--- Begin RECORD EXCERPTS ---

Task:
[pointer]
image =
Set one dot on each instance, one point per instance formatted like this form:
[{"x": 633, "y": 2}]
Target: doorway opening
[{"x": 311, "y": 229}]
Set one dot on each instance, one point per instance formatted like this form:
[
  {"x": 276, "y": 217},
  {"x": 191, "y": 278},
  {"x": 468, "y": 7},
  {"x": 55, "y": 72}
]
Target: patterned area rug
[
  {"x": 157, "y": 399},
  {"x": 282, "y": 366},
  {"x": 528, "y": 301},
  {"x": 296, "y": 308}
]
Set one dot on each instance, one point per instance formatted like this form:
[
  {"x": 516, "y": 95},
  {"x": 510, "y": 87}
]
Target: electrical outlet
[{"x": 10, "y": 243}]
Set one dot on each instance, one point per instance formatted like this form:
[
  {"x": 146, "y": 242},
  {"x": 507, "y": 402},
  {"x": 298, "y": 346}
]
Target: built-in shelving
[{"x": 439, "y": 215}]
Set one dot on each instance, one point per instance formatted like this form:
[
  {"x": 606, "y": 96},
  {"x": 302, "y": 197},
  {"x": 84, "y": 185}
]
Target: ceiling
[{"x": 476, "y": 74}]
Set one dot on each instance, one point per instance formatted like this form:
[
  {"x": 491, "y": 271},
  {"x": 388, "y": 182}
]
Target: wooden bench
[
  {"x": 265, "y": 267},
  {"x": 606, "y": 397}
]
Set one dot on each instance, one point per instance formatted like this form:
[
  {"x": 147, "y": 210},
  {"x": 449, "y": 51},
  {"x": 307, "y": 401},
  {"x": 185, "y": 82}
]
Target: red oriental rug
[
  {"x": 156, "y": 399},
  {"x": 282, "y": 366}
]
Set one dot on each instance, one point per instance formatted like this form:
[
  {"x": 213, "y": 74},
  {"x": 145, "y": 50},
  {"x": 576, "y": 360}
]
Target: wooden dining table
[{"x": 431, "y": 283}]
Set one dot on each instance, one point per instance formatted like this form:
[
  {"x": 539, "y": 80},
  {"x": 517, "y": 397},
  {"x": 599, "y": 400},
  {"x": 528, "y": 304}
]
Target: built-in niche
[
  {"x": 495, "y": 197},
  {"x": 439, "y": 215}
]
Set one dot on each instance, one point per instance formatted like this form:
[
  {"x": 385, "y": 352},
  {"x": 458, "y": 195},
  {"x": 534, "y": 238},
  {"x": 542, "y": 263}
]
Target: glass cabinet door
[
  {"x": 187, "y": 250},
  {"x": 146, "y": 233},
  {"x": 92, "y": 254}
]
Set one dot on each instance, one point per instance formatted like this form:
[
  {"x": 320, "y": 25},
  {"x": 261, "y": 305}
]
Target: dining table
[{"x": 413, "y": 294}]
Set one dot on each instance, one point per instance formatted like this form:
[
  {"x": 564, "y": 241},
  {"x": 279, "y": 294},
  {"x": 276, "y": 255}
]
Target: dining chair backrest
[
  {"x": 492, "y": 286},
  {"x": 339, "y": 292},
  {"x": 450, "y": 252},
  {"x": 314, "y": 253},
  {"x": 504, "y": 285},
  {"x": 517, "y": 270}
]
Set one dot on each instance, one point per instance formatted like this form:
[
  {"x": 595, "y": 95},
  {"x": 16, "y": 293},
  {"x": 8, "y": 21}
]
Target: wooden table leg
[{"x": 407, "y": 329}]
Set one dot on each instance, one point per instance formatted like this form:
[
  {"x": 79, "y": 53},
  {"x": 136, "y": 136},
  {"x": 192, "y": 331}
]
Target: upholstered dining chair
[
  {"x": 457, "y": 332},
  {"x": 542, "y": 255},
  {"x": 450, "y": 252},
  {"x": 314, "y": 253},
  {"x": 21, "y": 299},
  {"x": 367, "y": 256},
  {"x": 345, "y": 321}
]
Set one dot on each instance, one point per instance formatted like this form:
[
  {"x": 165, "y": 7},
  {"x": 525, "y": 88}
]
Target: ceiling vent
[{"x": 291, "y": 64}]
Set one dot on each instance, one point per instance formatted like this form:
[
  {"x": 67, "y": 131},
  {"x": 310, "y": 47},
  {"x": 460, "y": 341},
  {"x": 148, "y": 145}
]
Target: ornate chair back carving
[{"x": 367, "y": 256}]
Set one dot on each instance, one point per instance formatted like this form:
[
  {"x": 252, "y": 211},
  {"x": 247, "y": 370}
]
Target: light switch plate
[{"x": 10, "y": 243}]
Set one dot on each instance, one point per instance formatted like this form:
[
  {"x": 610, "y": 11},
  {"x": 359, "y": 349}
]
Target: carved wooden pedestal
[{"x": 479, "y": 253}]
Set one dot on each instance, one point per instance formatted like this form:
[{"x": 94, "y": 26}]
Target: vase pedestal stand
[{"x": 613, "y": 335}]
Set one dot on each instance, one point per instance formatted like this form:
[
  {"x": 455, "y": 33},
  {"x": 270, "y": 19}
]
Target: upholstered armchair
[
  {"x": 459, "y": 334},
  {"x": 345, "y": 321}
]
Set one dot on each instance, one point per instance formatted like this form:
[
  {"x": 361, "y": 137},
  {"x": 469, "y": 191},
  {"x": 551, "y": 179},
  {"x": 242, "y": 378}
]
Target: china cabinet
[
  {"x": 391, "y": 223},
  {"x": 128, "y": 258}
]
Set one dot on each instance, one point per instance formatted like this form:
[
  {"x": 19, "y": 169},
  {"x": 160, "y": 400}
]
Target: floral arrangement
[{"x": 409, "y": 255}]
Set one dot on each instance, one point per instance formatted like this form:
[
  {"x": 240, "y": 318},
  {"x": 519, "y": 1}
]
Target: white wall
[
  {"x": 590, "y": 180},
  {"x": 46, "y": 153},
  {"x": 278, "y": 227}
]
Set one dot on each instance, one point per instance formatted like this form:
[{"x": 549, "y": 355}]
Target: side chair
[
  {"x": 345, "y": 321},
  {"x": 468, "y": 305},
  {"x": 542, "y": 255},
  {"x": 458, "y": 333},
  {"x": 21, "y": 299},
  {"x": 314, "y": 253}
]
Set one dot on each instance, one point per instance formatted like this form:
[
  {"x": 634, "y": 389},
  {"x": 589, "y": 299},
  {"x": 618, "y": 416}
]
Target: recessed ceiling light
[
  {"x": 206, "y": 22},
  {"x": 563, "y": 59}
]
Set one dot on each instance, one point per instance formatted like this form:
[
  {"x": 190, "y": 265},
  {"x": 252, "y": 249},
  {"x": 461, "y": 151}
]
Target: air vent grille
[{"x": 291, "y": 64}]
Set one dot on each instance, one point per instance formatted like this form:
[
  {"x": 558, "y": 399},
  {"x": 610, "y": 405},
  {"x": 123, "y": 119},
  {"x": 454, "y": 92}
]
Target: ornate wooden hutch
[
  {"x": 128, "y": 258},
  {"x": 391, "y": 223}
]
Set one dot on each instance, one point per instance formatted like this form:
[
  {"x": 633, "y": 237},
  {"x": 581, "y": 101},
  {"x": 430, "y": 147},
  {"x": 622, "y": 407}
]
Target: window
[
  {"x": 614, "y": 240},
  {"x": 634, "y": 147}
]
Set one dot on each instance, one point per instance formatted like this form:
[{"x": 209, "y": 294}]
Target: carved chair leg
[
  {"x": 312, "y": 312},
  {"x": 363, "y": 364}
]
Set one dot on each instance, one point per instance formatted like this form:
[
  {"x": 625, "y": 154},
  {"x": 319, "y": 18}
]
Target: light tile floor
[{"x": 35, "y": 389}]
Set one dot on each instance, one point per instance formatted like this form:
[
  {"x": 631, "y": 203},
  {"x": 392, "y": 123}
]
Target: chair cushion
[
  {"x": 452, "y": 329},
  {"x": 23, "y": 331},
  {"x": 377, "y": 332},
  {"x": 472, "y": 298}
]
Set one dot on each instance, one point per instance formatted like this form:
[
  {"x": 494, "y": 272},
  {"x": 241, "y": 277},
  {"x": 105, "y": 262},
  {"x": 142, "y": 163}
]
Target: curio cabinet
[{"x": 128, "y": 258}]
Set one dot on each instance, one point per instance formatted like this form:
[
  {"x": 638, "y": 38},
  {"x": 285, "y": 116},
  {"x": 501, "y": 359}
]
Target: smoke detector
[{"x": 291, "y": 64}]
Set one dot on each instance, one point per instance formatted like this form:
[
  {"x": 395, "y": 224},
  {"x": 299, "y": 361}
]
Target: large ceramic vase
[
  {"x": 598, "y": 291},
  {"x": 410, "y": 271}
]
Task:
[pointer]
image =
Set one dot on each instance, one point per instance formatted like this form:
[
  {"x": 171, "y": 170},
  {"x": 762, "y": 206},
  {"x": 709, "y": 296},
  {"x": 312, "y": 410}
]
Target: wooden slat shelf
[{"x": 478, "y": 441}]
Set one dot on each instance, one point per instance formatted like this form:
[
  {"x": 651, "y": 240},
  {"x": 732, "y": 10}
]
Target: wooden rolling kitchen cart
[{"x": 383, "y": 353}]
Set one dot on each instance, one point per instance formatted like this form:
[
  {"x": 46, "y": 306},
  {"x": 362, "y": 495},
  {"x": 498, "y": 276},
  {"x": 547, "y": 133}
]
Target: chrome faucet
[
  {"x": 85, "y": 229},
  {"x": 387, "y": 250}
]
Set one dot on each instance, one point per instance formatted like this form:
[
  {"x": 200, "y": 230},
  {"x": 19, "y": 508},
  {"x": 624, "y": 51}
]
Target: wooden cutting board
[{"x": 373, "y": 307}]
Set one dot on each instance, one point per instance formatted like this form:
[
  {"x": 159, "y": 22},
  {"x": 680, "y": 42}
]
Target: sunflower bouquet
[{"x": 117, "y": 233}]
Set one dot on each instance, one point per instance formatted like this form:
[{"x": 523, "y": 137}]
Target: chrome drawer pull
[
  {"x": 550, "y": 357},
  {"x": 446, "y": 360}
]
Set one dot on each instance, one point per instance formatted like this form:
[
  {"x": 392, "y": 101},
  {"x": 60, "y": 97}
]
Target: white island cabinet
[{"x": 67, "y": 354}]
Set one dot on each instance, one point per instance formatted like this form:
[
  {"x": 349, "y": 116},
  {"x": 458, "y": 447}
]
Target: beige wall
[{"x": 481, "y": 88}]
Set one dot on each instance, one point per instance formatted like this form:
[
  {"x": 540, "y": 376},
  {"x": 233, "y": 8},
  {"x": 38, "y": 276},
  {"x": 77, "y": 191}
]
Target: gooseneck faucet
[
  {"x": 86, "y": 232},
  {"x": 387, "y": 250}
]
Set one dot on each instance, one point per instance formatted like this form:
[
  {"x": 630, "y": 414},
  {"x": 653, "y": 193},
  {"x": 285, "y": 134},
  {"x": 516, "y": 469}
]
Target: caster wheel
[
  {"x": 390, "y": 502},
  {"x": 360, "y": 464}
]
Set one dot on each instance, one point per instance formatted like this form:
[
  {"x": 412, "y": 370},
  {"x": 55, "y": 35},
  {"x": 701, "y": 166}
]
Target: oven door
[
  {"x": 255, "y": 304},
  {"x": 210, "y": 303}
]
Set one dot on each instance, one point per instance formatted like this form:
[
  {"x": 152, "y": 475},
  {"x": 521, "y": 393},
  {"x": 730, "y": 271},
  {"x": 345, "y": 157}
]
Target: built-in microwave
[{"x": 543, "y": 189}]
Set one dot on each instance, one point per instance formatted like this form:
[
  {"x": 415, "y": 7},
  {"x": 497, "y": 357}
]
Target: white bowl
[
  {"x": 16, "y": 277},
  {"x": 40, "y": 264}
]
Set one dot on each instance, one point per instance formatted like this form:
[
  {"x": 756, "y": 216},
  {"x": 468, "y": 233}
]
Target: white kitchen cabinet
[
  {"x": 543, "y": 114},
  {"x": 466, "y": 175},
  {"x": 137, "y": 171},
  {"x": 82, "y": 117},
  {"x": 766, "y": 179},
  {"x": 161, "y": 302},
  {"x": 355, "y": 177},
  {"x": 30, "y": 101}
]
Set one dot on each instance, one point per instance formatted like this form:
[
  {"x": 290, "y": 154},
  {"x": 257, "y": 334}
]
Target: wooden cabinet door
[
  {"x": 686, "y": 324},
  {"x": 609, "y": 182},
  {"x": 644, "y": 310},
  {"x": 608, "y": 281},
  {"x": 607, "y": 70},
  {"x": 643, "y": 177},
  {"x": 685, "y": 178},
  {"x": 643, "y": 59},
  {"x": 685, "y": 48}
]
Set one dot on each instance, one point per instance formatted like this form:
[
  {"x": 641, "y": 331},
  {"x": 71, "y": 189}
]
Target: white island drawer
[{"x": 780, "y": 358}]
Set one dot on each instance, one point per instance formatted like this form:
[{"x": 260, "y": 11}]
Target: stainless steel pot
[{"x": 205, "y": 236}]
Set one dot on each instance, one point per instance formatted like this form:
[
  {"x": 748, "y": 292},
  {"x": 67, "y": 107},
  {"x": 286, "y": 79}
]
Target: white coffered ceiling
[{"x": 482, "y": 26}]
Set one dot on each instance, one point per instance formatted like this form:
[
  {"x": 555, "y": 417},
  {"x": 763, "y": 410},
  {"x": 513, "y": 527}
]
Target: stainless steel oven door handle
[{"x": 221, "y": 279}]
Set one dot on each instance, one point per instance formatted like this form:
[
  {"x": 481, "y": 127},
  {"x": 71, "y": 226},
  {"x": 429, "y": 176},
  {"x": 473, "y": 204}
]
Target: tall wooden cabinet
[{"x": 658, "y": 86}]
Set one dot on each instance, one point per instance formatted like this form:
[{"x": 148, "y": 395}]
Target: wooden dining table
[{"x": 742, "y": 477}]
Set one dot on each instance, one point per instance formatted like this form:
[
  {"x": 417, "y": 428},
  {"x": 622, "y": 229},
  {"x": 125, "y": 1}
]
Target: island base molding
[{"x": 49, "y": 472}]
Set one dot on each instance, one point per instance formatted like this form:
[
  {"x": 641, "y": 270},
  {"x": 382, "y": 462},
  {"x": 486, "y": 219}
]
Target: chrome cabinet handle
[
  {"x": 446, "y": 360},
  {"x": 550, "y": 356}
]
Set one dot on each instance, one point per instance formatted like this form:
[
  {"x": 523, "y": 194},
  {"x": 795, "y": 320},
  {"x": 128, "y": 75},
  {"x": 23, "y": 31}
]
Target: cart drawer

--- End RECORD EXCERPTS ---

## INSTRUCTIONS TO FOLLOW
Find every line in the data above that contains the string "wall" and copy each of those lines. Treat uppercase and lowercase letters as different.

## SOLUTION FOR THIS EXERCISE
Target: white wall
Target: beige wall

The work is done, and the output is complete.